WORK TO BE COMPLETED:
Copy out, unchanged, the part of the records below that begins with the line containing "Can you find the black sweater?" and ends with the line containing "point(351, 490)", both lines included.

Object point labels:
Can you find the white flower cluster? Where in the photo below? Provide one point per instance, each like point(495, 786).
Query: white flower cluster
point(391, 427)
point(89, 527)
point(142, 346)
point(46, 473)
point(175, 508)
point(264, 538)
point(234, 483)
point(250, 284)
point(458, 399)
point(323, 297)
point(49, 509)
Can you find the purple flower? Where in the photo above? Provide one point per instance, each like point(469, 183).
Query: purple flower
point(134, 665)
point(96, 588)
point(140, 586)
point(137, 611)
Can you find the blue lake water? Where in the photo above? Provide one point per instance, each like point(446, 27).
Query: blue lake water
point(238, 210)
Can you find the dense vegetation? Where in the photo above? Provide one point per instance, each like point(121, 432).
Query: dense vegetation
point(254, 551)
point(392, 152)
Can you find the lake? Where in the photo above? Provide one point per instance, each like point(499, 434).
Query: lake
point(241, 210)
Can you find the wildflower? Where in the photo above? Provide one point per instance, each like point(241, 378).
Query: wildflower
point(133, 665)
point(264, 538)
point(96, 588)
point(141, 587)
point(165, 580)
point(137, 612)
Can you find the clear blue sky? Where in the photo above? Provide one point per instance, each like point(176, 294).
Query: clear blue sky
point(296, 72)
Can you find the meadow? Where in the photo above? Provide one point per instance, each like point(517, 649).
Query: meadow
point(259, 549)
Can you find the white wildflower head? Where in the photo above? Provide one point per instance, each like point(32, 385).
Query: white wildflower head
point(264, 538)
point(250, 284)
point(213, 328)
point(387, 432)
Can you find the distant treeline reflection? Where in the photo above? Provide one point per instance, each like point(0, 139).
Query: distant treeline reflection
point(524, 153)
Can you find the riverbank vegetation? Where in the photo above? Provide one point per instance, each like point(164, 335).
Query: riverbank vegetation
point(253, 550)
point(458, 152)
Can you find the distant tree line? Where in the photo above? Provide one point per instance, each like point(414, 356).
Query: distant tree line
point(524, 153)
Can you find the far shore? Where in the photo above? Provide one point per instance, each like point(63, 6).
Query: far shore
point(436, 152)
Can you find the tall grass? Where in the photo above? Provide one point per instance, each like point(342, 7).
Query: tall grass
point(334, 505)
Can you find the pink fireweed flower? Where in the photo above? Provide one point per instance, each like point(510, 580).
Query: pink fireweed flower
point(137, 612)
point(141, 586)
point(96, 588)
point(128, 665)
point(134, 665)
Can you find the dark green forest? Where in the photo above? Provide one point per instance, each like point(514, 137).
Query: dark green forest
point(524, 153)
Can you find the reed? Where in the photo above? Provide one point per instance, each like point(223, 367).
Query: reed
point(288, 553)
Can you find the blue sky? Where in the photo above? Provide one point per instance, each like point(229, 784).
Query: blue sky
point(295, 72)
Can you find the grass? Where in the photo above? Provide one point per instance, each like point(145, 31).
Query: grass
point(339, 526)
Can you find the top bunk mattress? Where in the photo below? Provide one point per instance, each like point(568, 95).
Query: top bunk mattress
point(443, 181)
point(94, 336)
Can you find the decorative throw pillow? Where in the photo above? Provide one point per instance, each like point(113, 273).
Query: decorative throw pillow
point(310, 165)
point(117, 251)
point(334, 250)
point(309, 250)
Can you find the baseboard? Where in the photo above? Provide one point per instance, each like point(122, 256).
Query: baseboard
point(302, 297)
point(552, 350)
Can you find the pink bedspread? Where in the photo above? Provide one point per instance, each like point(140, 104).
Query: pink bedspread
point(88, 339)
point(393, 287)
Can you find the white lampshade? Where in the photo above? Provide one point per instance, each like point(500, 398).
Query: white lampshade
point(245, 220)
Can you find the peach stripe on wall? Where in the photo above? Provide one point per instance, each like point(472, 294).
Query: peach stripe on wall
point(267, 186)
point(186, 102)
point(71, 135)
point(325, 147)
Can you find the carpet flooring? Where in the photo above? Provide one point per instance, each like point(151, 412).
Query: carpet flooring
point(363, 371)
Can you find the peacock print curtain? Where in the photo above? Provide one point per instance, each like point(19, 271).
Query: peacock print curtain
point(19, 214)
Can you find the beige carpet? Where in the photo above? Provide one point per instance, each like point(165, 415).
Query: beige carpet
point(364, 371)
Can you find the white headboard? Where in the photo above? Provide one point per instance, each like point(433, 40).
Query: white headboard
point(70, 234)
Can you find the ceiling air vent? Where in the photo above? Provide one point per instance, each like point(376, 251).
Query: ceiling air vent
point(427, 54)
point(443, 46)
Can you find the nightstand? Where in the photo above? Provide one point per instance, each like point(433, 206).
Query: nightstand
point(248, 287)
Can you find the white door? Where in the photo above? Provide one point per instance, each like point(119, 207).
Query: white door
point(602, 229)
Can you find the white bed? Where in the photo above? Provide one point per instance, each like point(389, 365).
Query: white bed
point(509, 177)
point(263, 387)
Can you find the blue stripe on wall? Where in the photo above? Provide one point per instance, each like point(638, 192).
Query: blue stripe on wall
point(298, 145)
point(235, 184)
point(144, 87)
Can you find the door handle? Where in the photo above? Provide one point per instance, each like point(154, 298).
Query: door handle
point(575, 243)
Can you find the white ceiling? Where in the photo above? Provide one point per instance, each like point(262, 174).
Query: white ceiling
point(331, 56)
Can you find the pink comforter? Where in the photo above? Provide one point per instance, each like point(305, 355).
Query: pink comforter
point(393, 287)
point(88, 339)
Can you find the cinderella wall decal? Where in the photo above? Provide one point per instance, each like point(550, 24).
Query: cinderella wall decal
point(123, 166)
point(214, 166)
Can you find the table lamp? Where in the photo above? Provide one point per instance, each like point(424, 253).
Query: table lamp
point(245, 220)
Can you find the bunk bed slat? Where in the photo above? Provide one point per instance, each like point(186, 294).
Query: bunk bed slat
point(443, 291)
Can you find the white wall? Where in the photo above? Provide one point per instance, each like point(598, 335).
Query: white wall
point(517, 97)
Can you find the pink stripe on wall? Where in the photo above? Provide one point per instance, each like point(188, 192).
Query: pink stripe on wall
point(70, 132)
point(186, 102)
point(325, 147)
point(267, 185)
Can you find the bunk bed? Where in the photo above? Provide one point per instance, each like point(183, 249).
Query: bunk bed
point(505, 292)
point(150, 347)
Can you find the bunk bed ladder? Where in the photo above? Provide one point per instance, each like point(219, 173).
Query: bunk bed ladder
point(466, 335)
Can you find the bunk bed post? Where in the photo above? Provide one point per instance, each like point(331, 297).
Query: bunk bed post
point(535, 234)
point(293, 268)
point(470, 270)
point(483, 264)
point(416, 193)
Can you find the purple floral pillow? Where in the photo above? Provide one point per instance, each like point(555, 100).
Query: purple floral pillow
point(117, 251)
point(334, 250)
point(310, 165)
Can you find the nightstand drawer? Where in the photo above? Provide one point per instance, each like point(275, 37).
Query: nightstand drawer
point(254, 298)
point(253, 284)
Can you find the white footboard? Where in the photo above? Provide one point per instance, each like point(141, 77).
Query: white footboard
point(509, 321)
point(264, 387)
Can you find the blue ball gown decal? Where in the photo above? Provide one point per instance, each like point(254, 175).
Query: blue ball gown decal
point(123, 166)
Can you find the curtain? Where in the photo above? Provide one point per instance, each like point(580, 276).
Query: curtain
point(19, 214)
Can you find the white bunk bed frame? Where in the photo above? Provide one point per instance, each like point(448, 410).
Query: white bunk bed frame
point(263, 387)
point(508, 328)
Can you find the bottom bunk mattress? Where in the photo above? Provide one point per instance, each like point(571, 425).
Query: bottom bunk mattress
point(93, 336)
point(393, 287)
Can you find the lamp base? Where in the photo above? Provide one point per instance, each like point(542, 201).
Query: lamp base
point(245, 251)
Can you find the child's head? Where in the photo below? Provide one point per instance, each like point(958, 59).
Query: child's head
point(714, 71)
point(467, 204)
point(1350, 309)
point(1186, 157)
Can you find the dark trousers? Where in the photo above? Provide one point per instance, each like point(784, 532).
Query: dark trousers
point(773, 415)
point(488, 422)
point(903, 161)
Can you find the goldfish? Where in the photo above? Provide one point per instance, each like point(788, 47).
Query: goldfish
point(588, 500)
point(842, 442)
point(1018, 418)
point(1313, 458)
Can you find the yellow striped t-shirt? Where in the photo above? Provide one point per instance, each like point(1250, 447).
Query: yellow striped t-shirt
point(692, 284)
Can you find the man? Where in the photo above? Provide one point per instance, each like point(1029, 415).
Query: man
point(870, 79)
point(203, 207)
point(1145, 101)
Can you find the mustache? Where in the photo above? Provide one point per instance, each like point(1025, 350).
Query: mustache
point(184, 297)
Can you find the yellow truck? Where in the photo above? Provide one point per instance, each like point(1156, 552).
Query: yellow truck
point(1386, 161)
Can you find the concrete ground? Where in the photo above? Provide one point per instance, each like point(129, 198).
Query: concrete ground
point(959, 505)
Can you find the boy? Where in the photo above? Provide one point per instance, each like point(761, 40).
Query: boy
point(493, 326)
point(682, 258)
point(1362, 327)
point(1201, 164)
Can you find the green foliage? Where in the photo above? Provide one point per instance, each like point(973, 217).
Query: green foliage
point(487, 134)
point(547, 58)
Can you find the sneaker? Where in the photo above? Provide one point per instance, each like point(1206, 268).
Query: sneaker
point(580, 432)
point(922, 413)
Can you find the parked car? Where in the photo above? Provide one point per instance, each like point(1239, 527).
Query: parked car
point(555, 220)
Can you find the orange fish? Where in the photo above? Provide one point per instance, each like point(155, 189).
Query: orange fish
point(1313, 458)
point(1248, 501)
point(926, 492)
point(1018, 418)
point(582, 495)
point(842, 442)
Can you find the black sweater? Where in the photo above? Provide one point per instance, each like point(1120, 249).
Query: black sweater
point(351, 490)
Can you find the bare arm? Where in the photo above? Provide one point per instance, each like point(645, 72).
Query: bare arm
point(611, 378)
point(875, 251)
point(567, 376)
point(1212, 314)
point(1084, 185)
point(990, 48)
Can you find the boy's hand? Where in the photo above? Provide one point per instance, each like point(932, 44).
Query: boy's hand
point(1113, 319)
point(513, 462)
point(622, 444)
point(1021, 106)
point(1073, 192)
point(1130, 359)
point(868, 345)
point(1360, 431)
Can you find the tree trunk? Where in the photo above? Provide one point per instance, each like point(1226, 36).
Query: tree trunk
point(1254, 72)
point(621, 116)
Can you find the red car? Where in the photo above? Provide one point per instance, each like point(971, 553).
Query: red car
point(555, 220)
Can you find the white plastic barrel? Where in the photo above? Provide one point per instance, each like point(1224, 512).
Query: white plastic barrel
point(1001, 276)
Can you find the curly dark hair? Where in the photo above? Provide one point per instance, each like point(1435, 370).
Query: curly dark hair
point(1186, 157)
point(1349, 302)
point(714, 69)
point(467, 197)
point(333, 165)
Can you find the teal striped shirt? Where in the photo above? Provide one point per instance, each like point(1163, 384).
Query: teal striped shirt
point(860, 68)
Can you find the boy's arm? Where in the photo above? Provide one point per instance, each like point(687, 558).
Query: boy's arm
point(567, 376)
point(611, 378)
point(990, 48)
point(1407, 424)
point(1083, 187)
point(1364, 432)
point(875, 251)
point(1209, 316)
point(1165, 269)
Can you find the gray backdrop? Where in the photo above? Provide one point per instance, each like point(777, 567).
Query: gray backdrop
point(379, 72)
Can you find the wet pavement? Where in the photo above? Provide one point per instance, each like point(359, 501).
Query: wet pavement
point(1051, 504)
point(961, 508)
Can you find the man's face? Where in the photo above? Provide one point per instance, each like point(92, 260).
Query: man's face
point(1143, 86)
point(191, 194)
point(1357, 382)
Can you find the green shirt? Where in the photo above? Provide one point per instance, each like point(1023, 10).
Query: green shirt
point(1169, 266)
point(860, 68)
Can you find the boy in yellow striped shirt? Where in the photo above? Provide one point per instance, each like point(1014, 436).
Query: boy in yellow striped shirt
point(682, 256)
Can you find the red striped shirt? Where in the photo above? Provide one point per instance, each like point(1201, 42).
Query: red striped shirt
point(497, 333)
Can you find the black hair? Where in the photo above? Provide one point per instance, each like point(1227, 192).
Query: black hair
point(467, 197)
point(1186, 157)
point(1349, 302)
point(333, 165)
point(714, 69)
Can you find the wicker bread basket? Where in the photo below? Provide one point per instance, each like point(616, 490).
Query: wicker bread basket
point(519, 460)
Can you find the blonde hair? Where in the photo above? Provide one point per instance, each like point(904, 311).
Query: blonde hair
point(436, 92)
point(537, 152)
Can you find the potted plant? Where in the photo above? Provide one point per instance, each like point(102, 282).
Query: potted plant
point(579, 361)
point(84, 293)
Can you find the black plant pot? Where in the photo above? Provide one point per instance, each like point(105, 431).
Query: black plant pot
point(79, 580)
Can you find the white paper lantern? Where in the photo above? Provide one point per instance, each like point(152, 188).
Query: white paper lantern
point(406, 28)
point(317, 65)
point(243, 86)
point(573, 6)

REPLY TO THE TASK:
Can you find the black sweater? Where in the photo above? Provide one point per instance, each like point(1120, 249).
Query: black sweater
point(351, 490)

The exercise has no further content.